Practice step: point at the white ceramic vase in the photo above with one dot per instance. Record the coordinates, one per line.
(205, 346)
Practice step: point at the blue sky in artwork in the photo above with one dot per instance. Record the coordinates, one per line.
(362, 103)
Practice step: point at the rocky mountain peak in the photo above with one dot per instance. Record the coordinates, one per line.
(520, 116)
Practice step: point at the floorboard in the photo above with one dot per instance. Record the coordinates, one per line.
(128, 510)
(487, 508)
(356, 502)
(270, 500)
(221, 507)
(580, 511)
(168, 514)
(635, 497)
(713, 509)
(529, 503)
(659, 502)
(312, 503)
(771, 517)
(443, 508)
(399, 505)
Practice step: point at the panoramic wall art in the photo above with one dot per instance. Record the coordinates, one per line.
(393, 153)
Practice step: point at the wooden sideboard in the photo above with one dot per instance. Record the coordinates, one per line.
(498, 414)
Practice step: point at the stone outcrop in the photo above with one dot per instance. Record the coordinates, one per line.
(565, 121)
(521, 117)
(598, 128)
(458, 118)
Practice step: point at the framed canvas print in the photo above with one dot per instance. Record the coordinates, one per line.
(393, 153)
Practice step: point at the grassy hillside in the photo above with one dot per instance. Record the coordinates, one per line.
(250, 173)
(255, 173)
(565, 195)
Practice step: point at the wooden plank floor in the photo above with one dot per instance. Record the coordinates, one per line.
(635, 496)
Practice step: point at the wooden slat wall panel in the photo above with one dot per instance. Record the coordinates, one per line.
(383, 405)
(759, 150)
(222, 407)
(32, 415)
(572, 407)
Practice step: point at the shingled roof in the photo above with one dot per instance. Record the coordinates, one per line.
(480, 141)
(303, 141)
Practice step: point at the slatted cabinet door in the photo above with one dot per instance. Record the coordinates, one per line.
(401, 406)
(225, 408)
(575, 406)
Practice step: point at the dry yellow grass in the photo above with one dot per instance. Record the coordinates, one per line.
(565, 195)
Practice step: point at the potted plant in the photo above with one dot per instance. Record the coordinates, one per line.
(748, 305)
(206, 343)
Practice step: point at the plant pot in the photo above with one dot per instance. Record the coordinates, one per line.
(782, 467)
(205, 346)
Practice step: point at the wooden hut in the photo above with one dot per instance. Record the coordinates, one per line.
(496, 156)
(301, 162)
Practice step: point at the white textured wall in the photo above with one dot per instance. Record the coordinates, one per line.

> **WHAT YOU HAVE TO DO**
Copy the records verbatim, starting with the line that contains "Practice step: point at the shingled" and ending with the last line of the records.

> **CORRECT RESPONSE**
Practice step: point at the shingled roof in the photo above with one dot per instance. Record the coordinates, one per line.
(480, 141)
(303, 141)
Practice step: point at the slatted cabinet door in the photo above with one dot per instance. Record the coordinates, one per line.
(401, 406)
(225, 408)
(575, 406)
Practice step: point at the dry yellow grass in the photo above with one dot per instance. Record the coordinates, one per line.
(565, 195)
Practice step: point at the potted plant in the photo above with one dot per instance. Record the coordinates, one per line.
(748, 305)
(206, 343)
Practice step: point at the plant pot in the photo above with one dot per instance. Record the coordinates, one per line.
(782, 467)
(205, 346)
Practice step: point at the wooden hut in the photo above with one dot per instance. Record the coordinates, one per line.
(496, 156)
(301, 162)
Practice step: point at the white textured wall in the photo above with one dot per instance. Record the coordinates, one per line.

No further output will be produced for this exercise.